**本文:**
· · · · ·
去年(2019年)の11月の終わり、晩秋と初冬の狭間に、ウォーウィックというニューヨーク郊外の田舎町を訪れる機会があった。冬支度がすっかり整った湖畔の風景は美しかった。ポケットからスマホを取り出し写してみた。れっきとしたカラー写真なのだが、まるで墨絵のような、雑木林と湖の写真になった。

IMG_20191204_葉っぱの気持ち

△ニューヨーク郊外 ウォーウィック の Sterling Forest Lake

樹々を見ながら、数週間前の、燃える紅葉を想像してみる。黄から朱へ、そして金赤に至る、息をのむような暖色のグラデーションを。その炎の燃えカスすら残っていない完全燃焼した後の墨絵の雑木林は、まさに「夢の跡」。潔く、きっぱりと、気持ちよかった。

葉っぱは、今年、どんな旅をしたのだろう。どこで始まり、どこで終わるのだろう。ぼんやりと考えながら、葉っぱの旅に思いをはせた。

春。萌えいずる。葉っぱの旅の始まりを、五月晴れの空が愛でている。葉っぱは考えた。「さあ、これから、どうしよう。どう生きよう。自分のためじゃなく、だれかのために生きたいな」。柔らかく、しなやかに、葉っぱ人生の始まりだ。
· · · · ·
**物体の位置に関するデータセットの項目:**

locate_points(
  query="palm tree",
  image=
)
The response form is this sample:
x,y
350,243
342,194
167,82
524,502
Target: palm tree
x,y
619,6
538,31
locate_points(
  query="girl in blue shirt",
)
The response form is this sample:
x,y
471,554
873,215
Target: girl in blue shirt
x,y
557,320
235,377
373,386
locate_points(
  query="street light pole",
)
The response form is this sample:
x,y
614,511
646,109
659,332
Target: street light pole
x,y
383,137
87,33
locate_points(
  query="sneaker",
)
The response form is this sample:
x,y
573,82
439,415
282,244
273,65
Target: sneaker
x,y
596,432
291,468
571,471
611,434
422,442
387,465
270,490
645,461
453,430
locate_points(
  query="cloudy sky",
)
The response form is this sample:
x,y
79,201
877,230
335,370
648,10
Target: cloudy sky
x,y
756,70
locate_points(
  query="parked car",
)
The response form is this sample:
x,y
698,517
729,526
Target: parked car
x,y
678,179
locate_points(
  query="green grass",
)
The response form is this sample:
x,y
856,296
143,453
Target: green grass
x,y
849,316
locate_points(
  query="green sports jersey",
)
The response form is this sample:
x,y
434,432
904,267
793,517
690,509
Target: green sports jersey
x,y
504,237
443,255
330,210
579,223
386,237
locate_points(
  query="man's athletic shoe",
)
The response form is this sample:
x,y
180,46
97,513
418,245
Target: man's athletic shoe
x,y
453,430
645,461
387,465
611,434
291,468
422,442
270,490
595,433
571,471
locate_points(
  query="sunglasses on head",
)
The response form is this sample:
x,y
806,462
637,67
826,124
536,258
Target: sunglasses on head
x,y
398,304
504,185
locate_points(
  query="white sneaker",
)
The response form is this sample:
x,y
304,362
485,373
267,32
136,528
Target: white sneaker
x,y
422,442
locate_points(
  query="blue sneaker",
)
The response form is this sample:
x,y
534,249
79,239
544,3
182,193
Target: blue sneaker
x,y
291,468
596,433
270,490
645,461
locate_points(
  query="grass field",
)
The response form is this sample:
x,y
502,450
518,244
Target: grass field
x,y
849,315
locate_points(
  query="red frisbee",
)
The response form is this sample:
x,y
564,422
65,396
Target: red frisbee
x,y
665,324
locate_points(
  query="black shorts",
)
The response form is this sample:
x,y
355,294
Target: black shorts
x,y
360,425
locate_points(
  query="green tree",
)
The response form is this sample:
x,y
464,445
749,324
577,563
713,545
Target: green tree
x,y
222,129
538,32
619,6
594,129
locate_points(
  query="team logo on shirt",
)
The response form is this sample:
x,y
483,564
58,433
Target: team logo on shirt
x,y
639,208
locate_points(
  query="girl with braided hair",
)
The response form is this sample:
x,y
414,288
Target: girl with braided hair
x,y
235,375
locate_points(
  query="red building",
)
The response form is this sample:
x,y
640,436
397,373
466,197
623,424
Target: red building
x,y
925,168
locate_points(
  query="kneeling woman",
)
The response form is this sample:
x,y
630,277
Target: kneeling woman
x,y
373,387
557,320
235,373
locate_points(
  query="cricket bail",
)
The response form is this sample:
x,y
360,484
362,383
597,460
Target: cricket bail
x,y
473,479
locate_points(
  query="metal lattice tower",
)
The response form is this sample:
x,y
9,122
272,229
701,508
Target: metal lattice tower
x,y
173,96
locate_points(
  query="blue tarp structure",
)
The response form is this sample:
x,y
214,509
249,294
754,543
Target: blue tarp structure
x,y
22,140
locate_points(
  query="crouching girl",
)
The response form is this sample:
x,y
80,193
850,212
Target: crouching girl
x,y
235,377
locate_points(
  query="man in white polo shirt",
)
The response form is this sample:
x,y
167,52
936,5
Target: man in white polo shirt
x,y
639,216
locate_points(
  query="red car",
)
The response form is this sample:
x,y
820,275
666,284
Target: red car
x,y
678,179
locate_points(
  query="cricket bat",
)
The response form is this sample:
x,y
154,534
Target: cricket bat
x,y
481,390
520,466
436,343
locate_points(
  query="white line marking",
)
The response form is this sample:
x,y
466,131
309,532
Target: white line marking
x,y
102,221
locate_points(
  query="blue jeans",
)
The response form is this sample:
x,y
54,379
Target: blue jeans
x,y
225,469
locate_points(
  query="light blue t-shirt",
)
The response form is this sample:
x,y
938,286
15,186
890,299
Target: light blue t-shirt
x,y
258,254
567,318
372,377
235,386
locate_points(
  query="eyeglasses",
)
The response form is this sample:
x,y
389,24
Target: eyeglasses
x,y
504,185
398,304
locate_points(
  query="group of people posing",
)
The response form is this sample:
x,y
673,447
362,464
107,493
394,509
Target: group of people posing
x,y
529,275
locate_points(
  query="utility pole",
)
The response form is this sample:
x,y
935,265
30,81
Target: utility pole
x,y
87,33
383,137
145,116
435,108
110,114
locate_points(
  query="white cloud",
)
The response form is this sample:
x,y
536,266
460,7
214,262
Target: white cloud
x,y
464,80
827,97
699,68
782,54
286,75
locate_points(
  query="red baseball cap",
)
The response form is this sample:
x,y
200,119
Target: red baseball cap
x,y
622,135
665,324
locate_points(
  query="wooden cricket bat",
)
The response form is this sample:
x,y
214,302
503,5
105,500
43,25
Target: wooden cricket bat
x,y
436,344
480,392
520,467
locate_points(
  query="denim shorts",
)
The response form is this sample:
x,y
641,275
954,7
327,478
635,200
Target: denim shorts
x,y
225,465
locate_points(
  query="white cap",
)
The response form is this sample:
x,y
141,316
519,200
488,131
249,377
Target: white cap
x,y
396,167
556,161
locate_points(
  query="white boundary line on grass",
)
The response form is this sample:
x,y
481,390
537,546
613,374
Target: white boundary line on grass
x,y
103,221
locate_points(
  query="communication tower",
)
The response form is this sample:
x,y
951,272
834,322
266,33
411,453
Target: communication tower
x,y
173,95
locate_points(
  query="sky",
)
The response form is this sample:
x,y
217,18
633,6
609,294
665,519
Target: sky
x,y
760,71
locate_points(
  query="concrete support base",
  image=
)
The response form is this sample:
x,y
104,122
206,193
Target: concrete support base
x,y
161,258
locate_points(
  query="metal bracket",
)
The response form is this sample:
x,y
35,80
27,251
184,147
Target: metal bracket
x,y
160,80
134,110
· · · · ·
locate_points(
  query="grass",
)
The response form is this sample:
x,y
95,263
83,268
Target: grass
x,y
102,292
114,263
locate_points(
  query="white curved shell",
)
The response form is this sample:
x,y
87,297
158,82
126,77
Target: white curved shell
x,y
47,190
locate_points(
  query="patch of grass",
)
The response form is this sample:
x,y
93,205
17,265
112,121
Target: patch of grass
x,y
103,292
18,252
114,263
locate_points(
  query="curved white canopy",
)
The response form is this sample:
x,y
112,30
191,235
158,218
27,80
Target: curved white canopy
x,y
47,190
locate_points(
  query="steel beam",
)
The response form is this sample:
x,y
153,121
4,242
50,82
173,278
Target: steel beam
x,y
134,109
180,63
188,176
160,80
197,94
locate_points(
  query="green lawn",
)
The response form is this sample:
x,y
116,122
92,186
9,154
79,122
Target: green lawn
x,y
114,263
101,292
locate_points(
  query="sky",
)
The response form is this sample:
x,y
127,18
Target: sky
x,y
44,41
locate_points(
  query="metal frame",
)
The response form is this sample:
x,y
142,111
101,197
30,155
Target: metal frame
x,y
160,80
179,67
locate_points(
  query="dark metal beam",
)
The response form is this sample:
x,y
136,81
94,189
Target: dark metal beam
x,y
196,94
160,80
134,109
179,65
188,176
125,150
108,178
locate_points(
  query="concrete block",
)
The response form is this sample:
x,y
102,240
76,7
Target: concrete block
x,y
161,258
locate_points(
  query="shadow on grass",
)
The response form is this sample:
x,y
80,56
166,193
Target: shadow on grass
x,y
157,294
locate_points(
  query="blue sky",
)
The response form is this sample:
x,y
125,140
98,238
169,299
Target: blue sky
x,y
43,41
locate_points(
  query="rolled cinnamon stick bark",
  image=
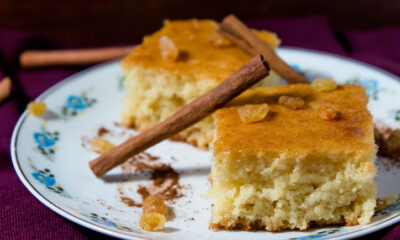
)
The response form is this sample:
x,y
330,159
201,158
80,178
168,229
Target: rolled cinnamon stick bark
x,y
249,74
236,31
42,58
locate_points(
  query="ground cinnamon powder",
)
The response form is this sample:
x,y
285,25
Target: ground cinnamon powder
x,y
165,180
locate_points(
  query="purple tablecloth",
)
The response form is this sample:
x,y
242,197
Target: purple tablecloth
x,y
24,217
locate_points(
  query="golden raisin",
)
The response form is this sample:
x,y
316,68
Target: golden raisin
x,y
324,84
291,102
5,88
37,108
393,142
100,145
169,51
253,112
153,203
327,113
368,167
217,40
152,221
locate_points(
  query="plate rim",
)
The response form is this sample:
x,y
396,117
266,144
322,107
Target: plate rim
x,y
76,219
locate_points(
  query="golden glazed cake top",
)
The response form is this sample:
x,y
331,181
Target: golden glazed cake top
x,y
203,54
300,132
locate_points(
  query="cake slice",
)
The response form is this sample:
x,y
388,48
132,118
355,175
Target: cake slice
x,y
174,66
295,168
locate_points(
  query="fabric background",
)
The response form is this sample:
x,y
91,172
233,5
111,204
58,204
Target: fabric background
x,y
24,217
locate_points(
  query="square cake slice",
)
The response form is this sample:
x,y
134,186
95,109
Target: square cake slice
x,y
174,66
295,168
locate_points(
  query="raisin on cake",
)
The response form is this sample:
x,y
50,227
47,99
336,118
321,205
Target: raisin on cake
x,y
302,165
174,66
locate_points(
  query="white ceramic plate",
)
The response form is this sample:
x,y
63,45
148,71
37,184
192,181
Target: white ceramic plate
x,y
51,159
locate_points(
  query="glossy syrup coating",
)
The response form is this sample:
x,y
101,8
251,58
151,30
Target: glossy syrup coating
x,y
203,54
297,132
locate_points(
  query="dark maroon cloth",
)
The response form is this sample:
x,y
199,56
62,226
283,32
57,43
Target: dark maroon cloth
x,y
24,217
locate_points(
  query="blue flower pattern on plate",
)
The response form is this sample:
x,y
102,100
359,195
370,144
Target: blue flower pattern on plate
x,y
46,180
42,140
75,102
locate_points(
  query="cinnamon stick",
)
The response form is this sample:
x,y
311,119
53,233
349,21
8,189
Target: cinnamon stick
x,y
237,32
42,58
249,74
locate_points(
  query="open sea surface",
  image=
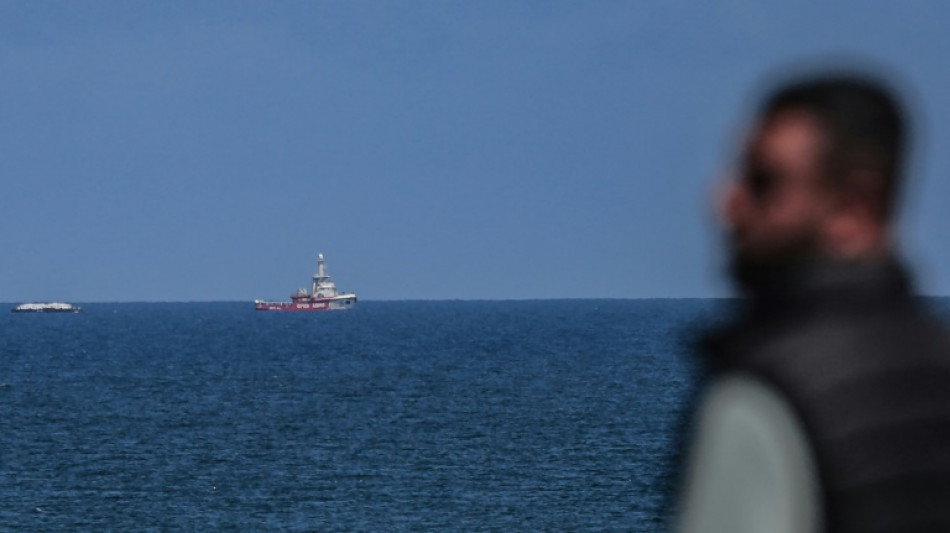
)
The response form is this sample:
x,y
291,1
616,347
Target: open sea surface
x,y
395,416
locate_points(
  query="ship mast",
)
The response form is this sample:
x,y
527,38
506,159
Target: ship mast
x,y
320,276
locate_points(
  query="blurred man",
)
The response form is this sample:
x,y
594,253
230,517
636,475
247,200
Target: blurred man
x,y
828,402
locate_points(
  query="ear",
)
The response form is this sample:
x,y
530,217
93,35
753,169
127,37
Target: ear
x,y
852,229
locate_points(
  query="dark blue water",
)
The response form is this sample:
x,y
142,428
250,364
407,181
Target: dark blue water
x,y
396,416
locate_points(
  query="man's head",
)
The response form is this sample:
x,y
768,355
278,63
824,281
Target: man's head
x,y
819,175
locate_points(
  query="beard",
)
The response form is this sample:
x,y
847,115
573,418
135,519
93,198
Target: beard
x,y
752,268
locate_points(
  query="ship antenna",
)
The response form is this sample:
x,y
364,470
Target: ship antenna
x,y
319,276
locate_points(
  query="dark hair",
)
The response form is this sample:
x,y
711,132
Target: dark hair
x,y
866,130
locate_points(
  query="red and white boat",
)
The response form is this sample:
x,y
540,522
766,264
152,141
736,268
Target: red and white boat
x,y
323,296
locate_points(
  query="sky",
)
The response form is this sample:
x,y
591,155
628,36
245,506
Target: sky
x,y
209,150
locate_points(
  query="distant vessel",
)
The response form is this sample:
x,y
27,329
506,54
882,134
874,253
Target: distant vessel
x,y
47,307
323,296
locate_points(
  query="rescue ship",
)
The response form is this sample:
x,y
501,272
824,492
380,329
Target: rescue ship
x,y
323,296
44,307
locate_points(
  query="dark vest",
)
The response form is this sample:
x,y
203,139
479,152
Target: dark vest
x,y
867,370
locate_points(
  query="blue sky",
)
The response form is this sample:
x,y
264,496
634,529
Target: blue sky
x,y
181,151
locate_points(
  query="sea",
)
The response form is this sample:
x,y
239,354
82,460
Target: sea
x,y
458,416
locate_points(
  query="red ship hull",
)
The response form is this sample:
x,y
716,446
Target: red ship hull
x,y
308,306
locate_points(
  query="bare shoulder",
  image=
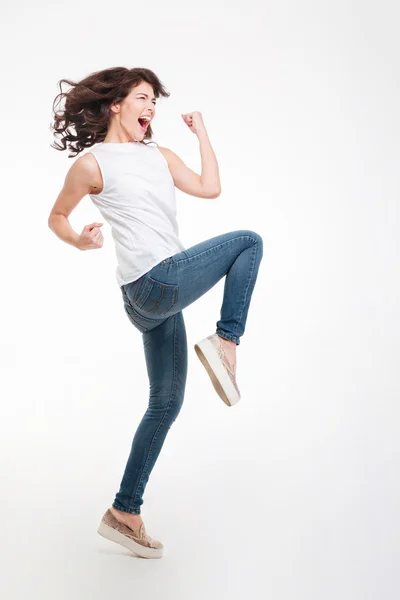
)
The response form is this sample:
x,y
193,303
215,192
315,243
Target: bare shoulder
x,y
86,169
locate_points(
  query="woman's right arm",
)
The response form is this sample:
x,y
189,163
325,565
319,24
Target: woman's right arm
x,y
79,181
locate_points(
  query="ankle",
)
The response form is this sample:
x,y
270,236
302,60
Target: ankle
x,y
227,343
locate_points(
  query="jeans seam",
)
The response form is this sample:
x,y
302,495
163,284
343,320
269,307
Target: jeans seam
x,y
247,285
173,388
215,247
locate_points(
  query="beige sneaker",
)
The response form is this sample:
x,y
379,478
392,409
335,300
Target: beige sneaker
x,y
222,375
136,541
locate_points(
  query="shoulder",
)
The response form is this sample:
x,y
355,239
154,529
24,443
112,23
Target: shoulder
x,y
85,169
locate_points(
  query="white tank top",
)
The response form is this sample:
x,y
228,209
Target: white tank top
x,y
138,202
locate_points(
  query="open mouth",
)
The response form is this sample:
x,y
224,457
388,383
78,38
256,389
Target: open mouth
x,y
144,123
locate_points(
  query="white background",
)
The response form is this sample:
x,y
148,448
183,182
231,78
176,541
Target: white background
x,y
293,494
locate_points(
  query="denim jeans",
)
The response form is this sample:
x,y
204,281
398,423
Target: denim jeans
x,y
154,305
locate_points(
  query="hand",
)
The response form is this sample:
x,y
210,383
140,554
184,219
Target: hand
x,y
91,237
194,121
· · · · ·
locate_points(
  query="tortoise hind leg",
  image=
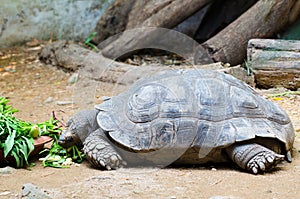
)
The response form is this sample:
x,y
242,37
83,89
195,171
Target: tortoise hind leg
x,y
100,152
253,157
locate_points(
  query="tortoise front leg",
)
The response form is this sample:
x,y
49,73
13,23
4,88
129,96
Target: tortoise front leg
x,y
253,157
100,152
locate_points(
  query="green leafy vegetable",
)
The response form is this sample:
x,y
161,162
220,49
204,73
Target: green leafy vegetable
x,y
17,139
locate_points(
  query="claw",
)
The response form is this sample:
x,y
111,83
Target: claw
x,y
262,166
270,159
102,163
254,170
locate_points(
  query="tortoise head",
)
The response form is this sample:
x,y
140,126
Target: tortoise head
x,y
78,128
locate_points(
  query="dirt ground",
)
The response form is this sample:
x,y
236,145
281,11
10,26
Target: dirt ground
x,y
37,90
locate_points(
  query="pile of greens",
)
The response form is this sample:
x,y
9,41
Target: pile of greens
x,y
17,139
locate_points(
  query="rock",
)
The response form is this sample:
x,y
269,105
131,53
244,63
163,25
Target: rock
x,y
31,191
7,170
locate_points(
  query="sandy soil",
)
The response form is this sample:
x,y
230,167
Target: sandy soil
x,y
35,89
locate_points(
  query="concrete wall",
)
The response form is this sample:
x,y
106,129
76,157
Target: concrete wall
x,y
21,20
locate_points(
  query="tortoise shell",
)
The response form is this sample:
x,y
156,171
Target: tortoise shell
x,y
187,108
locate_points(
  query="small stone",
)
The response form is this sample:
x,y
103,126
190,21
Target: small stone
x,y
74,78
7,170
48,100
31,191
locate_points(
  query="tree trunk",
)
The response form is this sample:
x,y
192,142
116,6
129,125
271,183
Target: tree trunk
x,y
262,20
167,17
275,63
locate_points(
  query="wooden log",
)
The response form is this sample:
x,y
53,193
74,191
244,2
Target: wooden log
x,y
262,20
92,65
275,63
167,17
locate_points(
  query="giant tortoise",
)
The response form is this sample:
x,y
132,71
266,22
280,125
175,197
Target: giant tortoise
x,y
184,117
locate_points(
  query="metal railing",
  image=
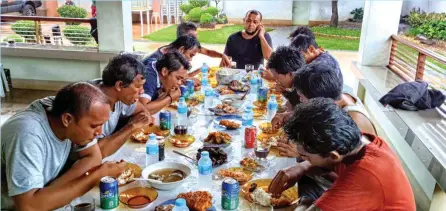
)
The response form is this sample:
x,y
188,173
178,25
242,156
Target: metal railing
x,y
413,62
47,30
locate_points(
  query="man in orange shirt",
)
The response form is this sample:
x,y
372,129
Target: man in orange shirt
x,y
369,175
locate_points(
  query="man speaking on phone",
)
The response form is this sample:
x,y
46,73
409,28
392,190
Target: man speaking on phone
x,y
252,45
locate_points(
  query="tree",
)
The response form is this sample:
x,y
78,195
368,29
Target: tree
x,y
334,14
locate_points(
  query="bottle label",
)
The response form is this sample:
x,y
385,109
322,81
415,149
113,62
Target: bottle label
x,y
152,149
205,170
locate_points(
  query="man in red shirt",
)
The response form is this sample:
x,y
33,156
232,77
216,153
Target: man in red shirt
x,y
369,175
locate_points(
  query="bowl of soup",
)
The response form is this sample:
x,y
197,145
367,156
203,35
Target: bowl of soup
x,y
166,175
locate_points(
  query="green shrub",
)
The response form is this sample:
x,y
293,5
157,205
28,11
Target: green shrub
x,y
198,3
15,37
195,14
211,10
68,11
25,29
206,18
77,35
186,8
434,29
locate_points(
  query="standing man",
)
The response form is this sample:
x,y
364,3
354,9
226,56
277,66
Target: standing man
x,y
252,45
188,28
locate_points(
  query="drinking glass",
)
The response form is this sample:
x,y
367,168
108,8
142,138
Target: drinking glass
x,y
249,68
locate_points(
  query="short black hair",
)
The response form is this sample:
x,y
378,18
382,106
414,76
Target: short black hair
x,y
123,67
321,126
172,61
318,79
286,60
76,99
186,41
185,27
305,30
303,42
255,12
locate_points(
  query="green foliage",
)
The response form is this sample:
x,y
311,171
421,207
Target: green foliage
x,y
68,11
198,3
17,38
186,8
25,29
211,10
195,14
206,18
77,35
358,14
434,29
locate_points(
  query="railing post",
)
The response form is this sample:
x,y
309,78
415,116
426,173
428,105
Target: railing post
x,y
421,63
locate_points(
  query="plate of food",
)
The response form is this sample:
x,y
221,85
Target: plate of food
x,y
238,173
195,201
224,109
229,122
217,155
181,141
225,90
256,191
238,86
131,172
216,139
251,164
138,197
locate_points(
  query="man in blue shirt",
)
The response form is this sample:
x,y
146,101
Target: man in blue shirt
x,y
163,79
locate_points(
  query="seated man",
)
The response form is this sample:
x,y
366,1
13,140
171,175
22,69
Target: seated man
· · · · ·
**必須課題:**
a. 本文から「葉っぱは、今年、どんな旅をし」で始まり「かに、葉っぱ人生の始まりだ。」まで続く部分を、一字も変えずに返すこと。
b. 本文で紅葉の暖色のグラデーションとして挙げられている色を、すべて書き出すこと。

**解答例:**
a.
葉っぱは、今年、どんな旅をしたのだろう。どこで始まり、どこで終わるのだろう。ぼんやりと考えながら、葉っぱの旅に思いをはせた。

春。萌えいずる。葉っぱの旅の始まりを、五月晴れの空が愛でている。葉っぱは考えた。「さあ、これから、どうしよう。どう生きよう。自分のためじゃなく、だれかのために生きたいな」。柔らかく、しなやかに、葉っぱ人生の始まりだ。

b. 黄、朱、金赤